**Work task**
Word for word, repeat each line of the listing below.

**Data for review**
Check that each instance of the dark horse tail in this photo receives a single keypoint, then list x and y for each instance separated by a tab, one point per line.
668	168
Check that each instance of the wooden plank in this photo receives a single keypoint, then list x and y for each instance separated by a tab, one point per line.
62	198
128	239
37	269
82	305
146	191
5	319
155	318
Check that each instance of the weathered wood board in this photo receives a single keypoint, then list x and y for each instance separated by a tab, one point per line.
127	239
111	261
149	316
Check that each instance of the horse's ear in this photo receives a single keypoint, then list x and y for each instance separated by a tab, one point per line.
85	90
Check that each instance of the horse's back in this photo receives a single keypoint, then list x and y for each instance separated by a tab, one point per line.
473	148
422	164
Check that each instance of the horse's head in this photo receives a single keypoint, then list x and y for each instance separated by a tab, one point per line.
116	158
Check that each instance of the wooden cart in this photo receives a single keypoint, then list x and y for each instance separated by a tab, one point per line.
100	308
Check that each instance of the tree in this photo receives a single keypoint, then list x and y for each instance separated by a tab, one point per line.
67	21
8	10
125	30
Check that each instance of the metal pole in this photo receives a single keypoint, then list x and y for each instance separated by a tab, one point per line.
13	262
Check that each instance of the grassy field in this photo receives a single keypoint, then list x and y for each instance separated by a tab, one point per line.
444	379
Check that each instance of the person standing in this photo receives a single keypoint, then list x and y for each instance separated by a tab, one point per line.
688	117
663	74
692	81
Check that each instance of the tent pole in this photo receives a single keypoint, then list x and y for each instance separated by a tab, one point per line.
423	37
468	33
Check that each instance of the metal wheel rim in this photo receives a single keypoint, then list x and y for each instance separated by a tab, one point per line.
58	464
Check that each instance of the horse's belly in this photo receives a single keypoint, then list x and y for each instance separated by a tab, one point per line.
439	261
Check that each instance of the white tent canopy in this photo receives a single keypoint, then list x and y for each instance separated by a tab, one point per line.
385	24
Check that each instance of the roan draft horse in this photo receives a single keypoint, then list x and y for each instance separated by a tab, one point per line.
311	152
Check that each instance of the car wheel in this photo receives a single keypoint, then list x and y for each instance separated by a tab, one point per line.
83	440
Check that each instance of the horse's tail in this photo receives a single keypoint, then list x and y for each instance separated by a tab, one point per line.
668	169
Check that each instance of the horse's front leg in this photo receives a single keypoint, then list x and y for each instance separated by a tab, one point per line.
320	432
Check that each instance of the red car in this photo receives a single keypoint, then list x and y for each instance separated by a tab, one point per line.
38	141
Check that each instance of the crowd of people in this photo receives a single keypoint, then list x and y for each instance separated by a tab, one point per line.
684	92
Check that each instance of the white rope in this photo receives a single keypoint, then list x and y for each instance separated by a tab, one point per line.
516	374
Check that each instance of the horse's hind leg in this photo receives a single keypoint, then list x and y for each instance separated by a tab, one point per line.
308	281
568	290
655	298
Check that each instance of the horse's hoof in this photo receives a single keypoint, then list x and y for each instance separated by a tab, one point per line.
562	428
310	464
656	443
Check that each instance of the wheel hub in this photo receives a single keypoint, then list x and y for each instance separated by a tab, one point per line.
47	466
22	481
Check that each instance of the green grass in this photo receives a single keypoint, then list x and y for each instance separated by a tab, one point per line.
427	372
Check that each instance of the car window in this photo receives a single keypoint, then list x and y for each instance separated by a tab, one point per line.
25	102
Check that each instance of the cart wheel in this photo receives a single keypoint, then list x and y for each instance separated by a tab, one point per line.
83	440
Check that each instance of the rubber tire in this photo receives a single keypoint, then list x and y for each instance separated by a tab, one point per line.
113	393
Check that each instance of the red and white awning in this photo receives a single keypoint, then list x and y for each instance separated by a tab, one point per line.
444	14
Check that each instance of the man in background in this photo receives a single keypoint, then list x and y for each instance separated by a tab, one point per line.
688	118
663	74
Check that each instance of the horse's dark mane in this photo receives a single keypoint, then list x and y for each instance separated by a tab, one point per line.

**Result of the exercise**
Check that each instance of the dark horse tail in this photo receives a single keypoint, then list x and y for each instance separated by a tab, one point per line.
668	168
Check that each instance of the wooden plank in this photo receives a single keypoint, then list x and y for each instance separated by a tab, one point per line.
62	198
128	239
37	269
82	305
146	191
5	319
155	318
Check that each instance of the weathered wood board in this photo receives a single keypoint, then list x and y for each instance separated by a tab, one point per line.
127	239
111	261
149	316
Check that each instance of the horse's ear in this photo receives a single keypoint, then list x and y for each instance separated by a tab, one point per line.
85	90
Check that each instance of the horse's back in this photo receives a single keypoint, then list x and y for each instance separated by a tab, one point per line.
473	148
422	164
Check that each instance of the horse's head in this photo receives a single keypoint, then list x and y for each instance separated by a tab, one point per line.
116	158
Check that each instance of the wooden cart in this photo receives a single keypoint, then list x and y for each instance separated by a tab, one point per line.
100	308
Check that each instance of the tree in this photo receives a single keypoint, then list x and y for each instance separated by a tab, one point per line.
67	21
8	10
125	30
Check that each instance of the metal pole in this photo receives a single keypoint, then list x and y for each instance separated by a tab, one point per line.
13	262
Check that each instance of the grassy field in this photo receives a single keypoint, then list x and y for each instance separated by a tab, one point per line.
444	379
Check that each instance of the person standing in this photo receives a single keypoint, then list x and y for each instance separated by a tab, one point per line.
688	117
663	74
692	81
Check that each instance of the tent pole in this photo receives a single keypoint, then list x and y for each instance separated by a tab, one point per line.
423	37
468	33
Check that each instance of the metal wheel rim in this photo receives a single keypoint, then list x and y for each instance separated by a tab, one point per line.
58	464
Check that each instance of the horse's belly in this photo receives a single keypoint, then list x and y for each instance separated by a tab, one point per line.
439	261
Check that each instance of the white tent canopy in this photo receives a single keypoint, then list x and y for each instance separated by a tab, one point per line.
385	24
Check that each instance of the roan draft horse in this photo receives a single keypoint, then list x and y for each instance separated by a tab, one point per line.
311	152
Check that each instance of the car wheel in this photo receives a single keypoint, then list x and y for each instance separated by a tab, one point per line.
83	440
Check that each instance of the horse's tail in this photo receives a single keypoint, then list x and y for each instance separated by a tab, one point per line.
668	169
Check that each instance of the horse's front leg in this photo receives a single keypoint, then list x and y for each instance separated by a tab, one point per line.
320	432
Check that each instance of the red car in this photo receives a single keypoint, then list x and y for each instance separated by a tab, one point per line.
38	141
Check that each instance of the crowd of people in this photo receives a single keypoint, then list x and y for each instance separated by a tab, one point per line.
684	92
Check that each instance of the white rope in this photo receives a single keypoint, then list x and y for each instance separated by a tab, one point per line.
516	374
Check that each instance of the horse's hind leg in this photo receives a single keypoint, then list x and y for each instance separated by a tab, one point per line.
308	281
568	290
655	298
Check that each instance of the horse's hoof in this photo receives a single keypoint, then list x and y for each instance separated by a tab, one point per line.
562	428
310	464
656	443
Check that each instance of the wheel hub in this photo receives a single keypoint, then list x and y for each instance separated by a tab, one point per line.
47	466
22	481
Check that each instance of the green grass in this photo receives a single keypoint, then list x and y for each instance separated by a tab, one point per line.
427	372
Check that each instance of the car window in this photo receives a single keypoint, then list x and y for each instance separated by a tab, one point per line.
25	102
Check that each instance of the cart wheel in this photo receives a single keypoint, then list x and y for each instance separated by a tab, one point per line.
83	440
Check that each instance of the rubber tire in this photo receives a single keypoint, then list x and y for each instance separated by a tab, one point per line.
113	393
Check that each instance of the red and white awning in this photo receives a single keypoint, then list x and y for each instance separated by a tab, one point per line.
444	14
Check that each instance of the man in background in this photo receives a single keypoint, then list x and y for each instance separated by a tab, one point per line.
688	118
663	74
Check that each instance of the horse's dark mane in this photo receives a single keypoint, then list x and y for each instance separated by a tab, one point per line.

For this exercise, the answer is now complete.